Selection.
....

From the perspective of any block on this impossibly tangled chain,
it would be the most current description of the state of the chain,
and every block, including itself, would be the combined origin of
the entire chain.

I know a block can't hash itself and no one can be their own grandpa,
but it seemed like this thought experiment shared some characteristics
with multiplicity and other things.

--

There's also something interesting about the space between the blocks.
In the same way that motion is a perception our brains construct when
multiple static images are shown in quick succession.

Seems like the succession of transactions in bitcoin is a kind of
montage of value exchange, and it makes me curious about what
other mental models we're perceiving in the space between.

....

Listed entries.

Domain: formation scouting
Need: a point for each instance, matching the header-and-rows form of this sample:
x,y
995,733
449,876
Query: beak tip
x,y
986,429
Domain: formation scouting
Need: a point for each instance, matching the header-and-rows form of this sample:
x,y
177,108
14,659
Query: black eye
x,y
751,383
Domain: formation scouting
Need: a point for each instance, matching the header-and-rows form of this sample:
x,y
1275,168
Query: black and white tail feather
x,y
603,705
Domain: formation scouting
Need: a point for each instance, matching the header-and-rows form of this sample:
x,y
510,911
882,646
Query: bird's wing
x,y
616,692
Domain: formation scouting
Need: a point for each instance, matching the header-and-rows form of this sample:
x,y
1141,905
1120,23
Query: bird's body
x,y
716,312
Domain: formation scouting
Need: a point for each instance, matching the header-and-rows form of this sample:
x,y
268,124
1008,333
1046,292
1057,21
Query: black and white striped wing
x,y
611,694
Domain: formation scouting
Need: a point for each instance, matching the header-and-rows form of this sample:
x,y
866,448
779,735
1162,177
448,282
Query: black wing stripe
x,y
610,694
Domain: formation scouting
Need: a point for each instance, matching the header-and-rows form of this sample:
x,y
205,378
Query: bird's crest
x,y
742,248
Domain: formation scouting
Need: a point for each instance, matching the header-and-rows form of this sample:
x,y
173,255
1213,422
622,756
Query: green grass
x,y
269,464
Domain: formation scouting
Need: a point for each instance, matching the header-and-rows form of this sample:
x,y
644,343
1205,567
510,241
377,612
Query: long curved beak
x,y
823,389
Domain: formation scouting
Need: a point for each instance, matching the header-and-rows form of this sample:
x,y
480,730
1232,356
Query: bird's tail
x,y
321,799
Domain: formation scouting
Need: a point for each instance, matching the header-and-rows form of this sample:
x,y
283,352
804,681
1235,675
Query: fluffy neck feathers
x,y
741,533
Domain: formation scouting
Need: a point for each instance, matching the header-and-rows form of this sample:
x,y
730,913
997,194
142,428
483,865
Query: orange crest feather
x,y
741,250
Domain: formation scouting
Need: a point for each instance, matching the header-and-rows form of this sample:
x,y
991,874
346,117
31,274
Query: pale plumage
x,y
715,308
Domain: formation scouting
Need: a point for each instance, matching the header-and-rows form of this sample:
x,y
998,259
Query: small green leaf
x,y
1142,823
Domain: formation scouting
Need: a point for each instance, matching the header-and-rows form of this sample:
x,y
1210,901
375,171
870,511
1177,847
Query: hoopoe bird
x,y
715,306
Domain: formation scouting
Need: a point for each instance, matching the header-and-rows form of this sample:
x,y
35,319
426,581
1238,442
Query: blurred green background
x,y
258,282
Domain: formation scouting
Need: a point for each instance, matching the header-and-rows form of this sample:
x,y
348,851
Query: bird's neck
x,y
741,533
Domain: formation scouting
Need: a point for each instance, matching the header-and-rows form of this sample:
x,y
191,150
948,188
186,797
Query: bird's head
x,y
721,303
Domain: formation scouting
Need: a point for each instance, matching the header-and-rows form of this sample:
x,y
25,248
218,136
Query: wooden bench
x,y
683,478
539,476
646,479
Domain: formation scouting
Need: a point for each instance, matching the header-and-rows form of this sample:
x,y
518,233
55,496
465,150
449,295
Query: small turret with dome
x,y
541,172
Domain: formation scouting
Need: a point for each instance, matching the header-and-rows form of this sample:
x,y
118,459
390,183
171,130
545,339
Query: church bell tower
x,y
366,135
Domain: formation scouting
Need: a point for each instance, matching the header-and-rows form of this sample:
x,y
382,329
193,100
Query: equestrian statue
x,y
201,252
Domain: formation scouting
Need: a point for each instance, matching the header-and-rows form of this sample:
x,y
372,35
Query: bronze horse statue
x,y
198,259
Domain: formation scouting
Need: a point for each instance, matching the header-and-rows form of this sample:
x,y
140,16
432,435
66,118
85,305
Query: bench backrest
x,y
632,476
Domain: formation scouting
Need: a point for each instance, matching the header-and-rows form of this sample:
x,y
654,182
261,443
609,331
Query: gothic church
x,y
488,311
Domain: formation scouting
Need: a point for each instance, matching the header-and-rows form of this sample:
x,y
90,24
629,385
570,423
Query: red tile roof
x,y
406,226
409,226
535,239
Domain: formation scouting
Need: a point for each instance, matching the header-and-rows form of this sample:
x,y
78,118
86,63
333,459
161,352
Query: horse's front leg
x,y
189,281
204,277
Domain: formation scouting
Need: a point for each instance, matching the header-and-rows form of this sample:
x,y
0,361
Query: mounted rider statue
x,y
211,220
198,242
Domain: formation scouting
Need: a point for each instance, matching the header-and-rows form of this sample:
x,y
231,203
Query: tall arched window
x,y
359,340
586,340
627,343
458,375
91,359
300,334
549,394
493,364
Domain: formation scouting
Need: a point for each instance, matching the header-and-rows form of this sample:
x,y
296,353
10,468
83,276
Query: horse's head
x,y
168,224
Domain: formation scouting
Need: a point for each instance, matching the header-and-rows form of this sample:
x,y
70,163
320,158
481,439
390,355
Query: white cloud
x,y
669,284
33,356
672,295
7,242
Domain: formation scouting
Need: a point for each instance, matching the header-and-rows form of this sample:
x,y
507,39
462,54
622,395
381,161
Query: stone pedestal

....

Problem statement. Write out the part of the passage on bitcoin blocks that opens with the words containing "In the same" and closes with "the space between.". The listing has no connection to the passage on bitcoin blocks.

Response below.
In the same way that motion is a perception our brains construct when
multiple static images are shown in quick succession.

Seems like the succession of transactions in bitcoin is a kind of
montage of value exchange, and it makes me curious about what
other mental models we're perceiving in the space between.